* _Assignment_:
Output only the span of lines that begins at the line containing "Target: red and grey electric train" and ends at the last line of the data, both included, exactly as they appear.

+++++

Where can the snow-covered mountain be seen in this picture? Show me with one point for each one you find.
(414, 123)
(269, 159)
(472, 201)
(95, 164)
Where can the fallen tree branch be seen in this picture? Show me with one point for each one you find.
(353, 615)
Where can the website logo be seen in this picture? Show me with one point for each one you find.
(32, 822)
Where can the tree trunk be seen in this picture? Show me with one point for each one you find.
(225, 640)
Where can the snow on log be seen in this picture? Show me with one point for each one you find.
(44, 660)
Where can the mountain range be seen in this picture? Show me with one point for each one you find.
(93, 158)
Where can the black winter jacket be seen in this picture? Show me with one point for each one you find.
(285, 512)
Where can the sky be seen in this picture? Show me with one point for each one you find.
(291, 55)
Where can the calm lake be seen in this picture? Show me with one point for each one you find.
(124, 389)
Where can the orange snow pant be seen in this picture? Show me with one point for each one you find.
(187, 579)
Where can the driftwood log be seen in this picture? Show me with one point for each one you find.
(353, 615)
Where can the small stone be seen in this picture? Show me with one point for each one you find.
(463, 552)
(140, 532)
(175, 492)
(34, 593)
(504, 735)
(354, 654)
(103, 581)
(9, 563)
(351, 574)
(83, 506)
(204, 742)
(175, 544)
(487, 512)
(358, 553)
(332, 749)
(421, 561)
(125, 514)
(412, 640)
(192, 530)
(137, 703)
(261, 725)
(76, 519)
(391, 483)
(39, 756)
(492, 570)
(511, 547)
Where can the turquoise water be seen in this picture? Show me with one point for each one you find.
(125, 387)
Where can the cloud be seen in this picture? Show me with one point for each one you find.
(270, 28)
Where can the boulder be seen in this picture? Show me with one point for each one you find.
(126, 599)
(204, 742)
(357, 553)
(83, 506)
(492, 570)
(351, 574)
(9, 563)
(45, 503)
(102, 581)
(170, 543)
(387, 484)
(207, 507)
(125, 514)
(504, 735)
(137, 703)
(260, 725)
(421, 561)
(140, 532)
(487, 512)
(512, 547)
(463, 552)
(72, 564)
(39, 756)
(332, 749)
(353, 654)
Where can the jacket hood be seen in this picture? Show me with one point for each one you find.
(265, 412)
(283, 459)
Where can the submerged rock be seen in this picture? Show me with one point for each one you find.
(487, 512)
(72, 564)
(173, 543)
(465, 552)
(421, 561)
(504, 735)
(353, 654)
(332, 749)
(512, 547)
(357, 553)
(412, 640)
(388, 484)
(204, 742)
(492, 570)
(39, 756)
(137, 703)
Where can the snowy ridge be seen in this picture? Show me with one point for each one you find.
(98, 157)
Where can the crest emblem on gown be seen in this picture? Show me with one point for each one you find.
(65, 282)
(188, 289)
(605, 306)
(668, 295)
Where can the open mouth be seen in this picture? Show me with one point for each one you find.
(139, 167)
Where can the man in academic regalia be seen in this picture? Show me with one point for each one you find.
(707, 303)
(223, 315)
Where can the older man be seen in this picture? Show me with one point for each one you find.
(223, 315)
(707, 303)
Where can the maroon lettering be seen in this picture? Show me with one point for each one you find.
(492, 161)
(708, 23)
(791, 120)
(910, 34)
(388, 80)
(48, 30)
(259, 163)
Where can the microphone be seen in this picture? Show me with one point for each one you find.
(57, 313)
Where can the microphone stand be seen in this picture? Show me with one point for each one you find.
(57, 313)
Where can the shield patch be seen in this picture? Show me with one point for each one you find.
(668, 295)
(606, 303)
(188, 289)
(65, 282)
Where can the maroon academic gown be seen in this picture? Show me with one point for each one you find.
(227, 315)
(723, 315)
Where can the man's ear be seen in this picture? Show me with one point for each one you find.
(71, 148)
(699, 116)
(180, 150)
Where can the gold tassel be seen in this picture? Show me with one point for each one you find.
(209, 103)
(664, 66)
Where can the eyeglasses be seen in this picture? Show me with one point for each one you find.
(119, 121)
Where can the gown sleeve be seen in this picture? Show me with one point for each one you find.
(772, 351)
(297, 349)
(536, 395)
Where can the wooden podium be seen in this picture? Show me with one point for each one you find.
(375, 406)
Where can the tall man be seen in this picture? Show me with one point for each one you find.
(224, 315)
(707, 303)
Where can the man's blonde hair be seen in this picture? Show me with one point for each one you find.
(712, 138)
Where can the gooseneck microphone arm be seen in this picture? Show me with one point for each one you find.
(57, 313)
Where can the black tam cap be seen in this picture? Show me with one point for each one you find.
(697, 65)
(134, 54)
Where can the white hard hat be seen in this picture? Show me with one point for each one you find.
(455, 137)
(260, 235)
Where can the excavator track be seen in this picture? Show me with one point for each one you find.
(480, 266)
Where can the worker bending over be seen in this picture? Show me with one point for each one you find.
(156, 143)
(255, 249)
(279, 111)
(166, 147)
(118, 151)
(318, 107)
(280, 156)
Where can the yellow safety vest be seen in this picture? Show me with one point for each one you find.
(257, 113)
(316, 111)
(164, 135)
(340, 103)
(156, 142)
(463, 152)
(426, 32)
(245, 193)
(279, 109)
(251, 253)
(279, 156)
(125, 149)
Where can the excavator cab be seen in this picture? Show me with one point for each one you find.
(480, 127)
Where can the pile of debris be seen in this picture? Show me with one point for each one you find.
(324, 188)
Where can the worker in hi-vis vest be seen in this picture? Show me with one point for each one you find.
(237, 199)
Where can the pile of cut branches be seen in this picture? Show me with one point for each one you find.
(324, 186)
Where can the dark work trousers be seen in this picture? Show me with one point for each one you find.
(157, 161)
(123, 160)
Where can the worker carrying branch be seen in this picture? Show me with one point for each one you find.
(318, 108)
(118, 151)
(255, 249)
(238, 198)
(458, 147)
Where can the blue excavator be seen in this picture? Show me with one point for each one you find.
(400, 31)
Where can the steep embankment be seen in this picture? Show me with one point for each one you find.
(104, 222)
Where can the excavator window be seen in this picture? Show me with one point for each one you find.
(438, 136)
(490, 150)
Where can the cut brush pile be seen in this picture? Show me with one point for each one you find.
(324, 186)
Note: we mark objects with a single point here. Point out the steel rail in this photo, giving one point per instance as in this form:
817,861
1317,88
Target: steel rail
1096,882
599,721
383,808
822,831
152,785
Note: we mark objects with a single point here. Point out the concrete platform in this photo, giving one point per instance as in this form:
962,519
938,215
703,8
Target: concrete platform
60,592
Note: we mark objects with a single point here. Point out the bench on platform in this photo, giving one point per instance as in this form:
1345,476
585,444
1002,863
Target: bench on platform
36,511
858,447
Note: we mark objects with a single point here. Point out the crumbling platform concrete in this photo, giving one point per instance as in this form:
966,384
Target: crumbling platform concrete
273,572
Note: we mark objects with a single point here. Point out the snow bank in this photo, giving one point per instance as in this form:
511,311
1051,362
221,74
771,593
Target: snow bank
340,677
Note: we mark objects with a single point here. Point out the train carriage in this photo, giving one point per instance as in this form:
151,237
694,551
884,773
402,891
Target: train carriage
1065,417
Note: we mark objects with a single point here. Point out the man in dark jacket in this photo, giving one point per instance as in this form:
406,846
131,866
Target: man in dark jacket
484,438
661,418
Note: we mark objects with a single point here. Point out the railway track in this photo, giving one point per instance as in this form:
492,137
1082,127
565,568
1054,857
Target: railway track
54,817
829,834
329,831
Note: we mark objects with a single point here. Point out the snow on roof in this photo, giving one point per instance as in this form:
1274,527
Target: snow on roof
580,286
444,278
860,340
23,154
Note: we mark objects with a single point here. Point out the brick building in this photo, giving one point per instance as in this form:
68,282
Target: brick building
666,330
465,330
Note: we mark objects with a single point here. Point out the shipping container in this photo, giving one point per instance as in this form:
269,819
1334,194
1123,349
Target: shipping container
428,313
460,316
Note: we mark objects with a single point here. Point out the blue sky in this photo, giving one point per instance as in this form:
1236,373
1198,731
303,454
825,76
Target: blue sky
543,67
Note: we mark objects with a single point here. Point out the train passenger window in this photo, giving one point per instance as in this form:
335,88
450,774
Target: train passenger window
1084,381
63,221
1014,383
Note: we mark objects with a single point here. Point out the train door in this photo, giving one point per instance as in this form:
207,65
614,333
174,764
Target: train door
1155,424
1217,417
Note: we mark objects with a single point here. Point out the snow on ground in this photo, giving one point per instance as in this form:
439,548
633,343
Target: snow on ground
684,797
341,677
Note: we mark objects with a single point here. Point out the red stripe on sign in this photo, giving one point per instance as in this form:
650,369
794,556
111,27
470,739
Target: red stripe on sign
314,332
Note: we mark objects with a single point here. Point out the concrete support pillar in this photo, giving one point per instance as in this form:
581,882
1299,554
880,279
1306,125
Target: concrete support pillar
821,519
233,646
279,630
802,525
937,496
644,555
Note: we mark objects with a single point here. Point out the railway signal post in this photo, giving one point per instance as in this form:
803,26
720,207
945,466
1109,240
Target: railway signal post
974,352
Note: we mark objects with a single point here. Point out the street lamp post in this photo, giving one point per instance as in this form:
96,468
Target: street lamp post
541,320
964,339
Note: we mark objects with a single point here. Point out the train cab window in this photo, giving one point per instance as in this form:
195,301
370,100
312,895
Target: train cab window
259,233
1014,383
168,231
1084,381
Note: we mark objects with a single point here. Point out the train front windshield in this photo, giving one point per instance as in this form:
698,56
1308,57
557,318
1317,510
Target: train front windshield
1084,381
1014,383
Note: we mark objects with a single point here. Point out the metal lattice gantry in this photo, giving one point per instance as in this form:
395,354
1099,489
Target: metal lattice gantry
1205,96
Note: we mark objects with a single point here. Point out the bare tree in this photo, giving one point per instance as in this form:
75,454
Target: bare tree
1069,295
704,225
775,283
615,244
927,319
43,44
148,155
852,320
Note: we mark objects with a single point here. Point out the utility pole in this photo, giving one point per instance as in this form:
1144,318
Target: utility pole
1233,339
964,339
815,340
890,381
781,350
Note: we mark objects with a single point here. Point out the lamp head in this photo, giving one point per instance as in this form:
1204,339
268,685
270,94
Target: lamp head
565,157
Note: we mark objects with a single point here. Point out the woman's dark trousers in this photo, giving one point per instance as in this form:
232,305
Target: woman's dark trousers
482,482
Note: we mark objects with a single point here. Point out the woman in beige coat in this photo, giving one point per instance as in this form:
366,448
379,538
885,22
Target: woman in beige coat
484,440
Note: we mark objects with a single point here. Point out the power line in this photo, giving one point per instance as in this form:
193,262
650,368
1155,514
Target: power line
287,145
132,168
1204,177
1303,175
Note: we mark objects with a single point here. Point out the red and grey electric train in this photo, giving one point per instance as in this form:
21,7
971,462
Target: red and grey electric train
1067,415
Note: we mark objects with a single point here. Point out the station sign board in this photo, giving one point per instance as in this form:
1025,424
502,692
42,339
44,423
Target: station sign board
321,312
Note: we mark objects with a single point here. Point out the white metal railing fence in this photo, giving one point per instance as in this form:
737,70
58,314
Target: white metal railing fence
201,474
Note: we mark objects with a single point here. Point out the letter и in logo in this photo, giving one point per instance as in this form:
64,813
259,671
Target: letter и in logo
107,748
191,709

+++++

* _Exercise answer_:
Target: red and grey electric train
1067,415
Note: we mark objects with a single point here. Point out the station sign board in this photo, giving one point per instance as in this form:
1025,424
502,692
42,339
44,423
Target: station sign board
321,312
Note: we mark objects with a single point here. Point out the white metal railing fence in this photo, giving one point per instance as in this form:
737,70
58,314
Target: white metal railing fence
201,474
Note: we mark objects with a single point here. Point out the letter и in logo in this photo, giving one point per instance as in this form:
64,813
259,671
Target: letter и in logo
107,748
191,709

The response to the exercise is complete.